**Instructions for the task**
Rewrite the stretch of the records from the line containing "Target = thin twig" through the line containing "x=996 y=211", keeping every line and raising each answer coordinate by 72. Leave the pictures out.

►

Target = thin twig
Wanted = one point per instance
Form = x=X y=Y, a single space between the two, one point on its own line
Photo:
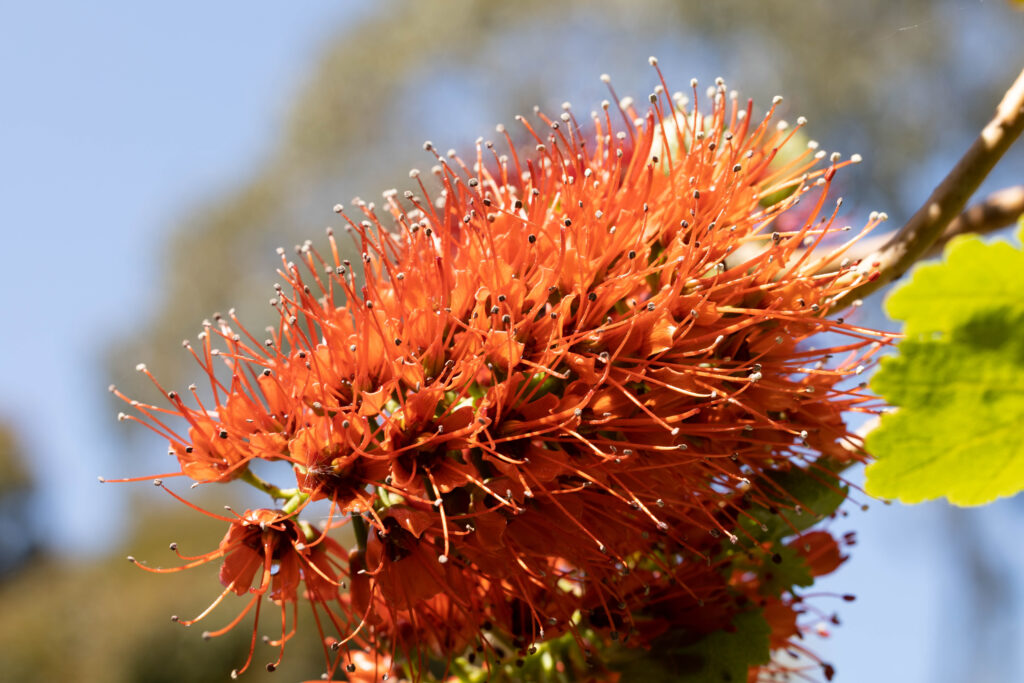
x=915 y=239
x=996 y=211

◄
►

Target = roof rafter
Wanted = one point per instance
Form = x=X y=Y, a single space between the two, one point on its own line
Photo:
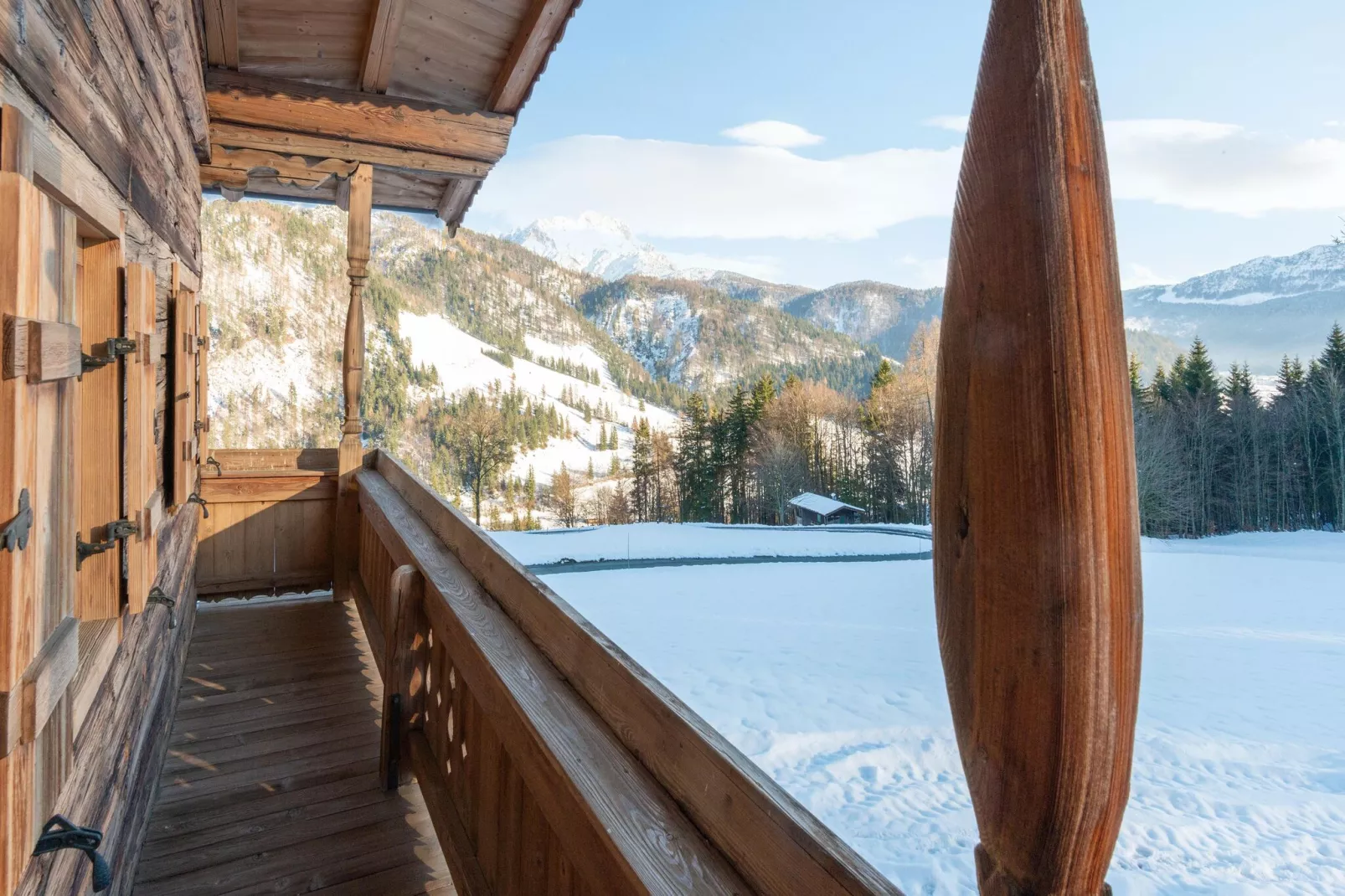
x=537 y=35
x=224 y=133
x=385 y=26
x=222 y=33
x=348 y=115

◄
►

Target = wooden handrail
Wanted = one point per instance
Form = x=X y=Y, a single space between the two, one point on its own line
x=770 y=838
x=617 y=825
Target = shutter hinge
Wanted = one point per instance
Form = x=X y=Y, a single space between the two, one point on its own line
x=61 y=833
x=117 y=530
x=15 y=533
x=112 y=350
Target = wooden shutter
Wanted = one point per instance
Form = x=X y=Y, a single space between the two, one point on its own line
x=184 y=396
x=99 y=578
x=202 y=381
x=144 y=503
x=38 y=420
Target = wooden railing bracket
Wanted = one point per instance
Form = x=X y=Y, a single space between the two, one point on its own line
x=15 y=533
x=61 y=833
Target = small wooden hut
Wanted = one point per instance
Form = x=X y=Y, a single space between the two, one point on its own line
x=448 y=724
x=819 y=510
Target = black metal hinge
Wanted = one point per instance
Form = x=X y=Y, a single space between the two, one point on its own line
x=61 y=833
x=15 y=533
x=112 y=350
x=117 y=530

◄

**Correct output**
Target = thin twig
Wanted = one point per instance
Form = x=X y=Y, a single space between the two, one point on its own line
Photo:
x=987 y=311
x=1068 y=283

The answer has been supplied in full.